WHAT YOU SHOULD DO
Render the records from the line with "Target: glass facade section" up to and including the line with "(688, 1017)" as a numbered list, with blank lines left out.

** BEGIN INPUT FOR THIS TASK **

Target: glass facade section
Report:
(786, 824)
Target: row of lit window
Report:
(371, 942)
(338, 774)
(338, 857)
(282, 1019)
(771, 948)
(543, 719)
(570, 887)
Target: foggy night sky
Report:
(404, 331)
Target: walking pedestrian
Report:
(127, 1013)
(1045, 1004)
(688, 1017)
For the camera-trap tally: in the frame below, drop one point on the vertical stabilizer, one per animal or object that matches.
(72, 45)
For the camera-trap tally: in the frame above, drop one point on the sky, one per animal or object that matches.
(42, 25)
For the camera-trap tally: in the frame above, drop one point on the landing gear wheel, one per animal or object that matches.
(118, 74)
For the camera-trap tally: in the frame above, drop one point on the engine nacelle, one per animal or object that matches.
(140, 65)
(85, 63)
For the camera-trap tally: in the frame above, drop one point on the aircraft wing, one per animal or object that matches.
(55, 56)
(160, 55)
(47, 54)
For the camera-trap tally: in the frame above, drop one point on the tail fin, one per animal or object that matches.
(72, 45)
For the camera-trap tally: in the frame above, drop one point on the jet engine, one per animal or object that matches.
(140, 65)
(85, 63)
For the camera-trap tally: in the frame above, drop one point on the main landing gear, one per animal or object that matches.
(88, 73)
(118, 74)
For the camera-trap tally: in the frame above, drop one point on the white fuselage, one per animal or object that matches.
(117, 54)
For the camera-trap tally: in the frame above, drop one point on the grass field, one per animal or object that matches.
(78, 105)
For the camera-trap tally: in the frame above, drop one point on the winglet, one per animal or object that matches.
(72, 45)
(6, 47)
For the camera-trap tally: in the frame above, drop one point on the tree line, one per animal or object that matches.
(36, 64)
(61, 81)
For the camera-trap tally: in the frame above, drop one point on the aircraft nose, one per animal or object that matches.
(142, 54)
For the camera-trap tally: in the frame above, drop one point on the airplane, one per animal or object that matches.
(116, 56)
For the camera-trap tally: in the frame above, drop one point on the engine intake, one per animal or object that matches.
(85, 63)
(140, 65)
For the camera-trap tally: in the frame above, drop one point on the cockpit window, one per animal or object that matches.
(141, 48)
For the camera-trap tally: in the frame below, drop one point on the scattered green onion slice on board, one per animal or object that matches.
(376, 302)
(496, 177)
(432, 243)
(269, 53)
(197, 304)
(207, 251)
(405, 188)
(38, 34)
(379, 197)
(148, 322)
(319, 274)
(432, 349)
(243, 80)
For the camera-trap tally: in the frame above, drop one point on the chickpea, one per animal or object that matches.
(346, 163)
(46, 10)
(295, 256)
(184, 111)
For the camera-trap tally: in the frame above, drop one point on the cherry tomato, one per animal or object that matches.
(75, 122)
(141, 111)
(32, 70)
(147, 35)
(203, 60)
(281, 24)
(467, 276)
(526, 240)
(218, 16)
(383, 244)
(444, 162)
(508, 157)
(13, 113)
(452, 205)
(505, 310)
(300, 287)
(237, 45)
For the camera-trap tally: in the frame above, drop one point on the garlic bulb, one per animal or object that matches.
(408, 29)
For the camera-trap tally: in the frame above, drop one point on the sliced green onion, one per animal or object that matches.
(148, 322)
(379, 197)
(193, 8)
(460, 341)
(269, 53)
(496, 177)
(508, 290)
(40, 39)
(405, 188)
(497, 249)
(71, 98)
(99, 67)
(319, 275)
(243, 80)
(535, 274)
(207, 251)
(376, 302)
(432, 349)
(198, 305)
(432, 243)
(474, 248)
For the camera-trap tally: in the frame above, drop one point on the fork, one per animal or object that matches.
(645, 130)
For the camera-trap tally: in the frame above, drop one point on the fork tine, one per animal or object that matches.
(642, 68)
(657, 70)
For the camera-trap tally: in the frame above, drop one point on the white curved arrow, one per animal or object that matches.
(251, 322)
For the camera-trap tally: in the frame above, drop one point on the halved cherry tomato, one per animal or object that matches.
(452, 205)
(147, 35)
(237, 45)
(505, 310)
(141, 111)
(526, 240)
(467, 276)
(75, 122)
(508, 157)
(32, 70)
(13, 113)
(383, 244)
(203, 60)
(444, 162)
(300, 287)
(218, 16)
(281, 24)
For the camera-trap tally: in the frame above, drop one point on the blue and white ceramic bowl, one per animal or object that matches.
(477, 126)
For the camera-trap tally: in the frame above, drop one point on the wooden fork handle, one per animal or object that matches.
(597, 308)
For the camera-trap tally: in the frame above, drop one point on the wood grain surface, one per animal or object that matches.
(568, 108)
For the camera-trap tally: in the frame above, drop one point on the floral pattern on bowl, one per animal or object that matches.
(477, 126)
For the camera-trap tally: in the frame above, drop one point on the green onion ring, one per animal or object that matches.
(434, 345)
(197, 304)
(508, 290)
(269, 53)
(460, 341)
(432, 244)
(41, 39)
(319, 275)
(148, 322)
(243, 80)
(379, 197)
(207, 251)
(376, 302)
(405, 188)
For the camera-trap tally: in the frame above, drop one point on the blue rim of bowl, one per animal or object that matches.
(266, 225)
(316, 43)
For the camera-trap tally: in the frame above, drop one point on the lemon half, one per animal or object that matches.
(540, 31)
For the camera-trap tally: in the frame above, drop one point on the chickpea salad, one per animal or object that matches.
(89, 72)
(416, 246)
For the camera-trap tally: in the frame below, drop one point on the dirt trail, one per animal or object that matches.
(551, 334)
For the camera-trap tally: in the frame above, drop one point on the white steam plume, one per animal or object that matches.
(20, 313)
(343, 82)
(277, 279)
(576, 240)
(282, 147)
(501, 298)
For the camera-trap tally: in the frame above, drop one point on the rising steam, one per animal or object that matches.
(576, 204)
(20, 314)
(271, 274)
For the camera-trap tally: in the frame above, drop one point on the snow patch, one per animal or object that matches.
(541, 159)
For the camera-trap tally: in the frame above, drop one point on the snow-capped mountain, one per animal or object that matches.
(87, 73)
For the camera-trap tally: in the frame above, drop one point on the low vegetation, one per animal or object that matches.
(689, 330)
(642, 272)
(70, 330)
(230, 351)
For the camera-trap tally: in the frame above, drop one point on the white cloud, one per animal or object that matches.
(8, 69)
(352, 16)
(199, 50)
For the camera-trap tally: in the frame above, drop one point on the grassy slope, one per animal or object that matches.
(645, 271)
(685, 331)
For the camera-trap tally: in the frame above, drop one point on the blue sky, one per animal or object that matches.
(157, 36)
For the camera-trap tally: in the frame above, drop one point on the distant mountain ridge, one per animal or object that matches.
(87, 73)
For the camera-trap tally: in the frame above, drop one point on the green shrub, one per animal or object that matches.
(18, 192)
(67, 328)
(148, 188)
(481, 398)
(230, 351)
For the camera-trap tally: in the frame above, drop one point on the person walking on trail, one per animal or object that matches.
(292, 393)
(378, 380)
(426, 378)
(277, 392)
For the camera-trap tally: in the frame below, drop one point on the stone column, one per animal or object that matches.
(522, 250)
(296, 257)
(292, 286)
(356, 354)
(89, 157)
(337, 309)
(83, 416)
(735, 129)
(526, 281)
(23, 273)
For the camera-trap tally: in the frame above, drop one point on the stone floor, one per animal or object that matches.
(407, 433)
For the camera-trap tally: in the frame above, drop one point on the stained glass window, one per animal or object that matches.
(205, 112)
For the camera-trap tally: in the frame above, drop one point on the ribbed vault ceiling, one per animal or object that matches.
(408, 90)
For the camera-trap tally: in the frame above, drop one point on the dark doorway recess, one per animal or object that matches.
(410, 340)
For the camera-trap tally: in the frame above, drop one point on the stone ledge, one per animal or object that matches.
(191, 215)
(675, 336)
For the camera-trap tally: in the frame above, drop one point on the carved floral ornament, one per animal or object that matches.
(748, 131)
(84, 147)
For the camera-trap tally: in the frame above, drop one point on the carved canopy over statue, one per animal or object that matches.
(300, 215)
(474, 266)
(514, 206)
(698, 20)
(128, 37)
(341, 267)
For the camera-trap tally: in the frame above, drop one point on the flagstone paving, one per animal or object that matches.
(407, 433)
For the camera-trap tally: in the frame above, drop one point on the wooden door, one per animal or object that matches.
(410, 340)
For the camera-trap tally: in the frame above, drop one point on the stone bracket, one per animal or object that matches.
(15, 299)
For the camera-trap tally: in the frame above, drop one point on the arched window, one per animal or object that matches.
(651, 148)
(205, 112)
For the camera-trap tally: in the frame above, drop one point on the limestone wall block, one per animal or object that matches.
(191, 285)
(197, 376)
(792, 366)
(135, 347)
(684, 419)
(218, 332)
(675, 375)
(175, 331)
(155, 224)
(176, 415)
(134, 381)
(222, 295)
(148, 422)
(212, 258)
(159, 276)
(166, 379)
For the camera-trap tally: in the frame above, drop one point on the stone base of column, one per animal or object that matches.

** END INPUT FOR THIS TASK **
** BEGIN INPUT FOR THIS TASK **

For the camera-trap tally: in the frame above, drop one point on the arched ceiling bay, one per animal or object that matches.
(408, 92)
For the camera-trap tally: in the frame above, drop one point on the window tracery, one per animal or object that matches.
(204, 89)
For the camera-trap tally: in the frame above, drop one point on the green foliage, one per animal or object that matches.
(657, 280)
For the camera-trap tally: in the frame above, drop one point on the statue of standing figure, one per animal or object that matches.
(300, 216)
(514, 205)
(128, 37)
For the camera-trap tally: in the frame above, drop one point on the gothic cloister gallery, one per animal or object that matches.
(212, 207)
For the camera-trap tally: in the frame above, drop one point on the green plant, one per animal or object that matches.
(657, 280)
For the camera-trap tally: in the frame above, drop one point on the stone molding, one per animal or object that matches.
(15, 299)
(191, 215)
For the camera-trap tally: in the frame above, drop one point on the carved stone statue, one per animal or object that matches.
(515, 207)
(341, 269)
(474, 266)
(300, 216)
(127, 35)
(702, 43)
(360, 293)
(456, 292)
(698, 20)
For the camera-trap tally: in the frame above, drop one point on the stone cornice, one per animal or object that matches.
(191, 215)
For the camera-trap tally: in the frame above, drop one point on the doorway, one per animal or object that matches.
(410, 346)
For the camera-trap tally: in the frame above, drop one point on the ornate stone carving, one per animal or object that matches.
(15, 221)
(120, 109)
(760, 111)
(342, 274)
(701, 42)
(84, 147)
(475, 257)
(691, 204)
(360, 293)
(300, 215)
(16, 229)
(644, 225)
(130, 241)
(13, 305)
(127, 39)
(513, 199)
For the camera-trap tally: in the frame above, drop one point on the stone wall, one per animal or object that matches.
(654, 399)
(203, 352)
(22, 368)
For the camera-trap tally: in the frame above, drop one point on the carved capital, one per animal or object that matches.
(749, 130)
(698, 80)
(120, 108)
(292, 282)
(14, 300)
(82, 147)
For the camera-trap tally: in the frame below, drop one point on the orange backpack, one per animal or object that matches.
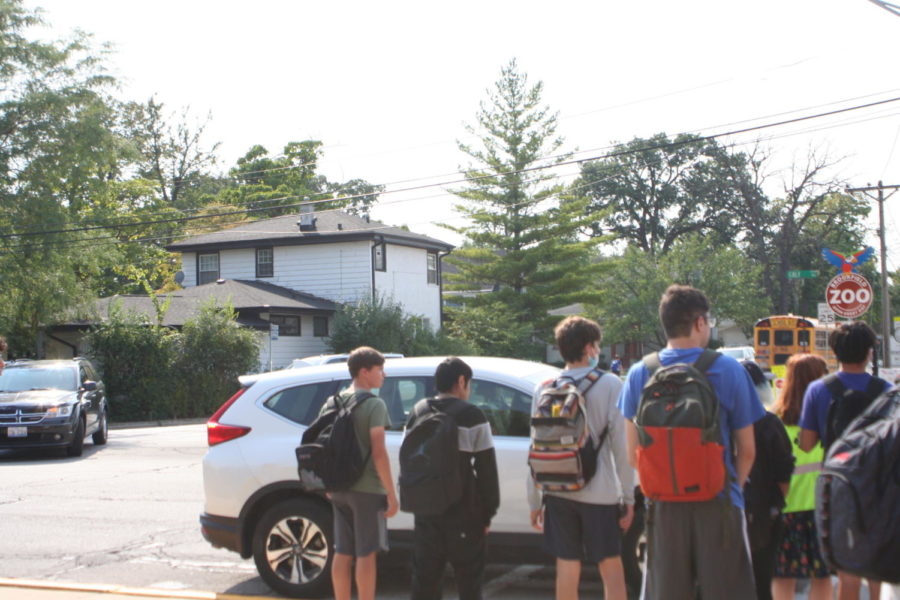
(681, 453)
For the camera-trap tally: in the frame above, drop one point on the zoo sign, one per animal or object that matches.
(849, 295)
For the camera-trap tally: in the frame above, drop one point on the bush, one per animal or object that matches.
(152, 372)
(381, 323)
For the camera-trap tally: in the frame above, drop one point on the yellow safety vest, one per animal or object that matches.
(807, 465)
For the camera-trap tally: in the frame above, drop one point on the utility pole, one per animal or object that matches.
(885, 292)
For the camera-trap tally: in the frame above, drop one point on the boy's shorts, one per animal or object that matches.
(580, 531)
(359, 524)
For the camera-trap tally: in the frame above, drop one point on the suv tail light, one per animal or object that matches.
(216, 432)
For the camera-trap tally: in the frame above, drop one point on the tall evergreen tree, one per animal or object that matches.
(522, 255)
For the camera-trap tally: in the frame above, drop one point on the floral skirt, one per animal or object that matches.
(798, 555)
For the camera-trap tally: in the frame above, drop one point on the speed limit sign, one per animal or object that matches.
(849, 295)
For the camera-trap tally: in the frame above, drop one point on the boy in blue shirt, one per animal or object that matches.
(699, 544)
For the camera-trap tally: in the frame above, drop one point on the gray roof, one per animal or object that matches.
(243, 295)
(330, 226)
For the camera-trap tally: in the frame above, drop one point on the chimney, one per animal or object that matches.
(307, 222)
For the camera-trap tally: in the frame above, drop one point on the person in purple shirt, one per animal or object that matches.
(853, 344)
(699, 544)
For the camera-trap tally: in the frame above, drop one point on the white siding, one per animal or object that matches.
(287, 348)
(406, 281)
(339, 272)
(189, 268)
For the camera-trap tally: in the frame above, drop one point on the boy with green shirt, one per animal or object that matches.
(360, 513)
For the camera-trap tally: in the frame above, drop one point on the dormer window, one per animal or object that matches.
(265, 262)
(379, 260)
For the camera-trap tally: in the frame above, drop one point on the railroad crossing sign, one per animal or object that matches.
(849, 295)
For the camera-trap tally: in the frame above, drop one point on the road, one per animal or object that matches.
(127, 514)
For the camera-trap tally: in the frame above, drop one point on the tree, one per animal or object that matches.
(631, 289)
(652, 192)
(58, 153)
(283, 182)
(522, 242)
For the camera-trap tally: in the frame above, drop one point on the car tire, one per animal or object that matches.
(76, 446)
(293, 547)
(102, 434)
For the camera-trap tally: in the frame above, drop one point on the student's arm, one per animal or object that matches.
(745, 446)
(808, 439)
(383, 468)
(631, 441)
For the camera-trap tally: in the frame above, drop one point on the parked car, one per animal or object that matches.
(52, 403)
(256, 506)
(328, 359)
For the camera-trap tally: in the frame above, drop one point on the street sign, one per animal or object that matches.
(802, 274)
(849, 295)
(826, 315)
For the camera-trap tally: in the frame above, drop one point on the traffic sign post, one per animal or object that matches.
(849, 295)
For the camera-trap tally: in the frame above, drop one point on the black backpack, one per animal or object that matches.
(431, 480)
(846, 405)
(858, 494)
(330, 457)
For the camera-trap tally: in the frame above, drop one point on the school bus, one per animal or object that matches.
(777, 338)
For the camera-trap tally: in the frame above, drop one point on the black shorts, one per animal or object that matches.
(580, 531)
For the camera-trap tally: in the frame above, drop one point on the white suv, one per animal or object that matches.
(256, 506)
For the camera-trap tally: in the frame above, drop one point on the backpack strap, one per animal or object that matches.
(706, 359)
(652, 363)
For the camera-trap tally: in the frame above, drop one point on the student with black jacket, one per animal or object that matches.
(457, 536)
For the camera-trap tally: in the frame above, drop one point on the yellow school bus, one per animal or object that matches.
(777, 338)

** END INPUT FOR THIS TASK **

SOLUTION TO THE PROBLEM
1. Target: glass facade section
2. Report:
3. (786, 824)
4. Target: row of lit window
5. Report:
6. (371, 942)
7. (338, 774)
8. (338, 857)
9. (282, 1019)
10. (771, 948)
11. (543, 719)
12. (570, 887)
13. Target: foggy night sky
14. Report:
15. (404, 331)
16. Target: walking pedestrian
17. Report:
18. (127, 1013)
19. (1045, 1004)
20. (688, 1017)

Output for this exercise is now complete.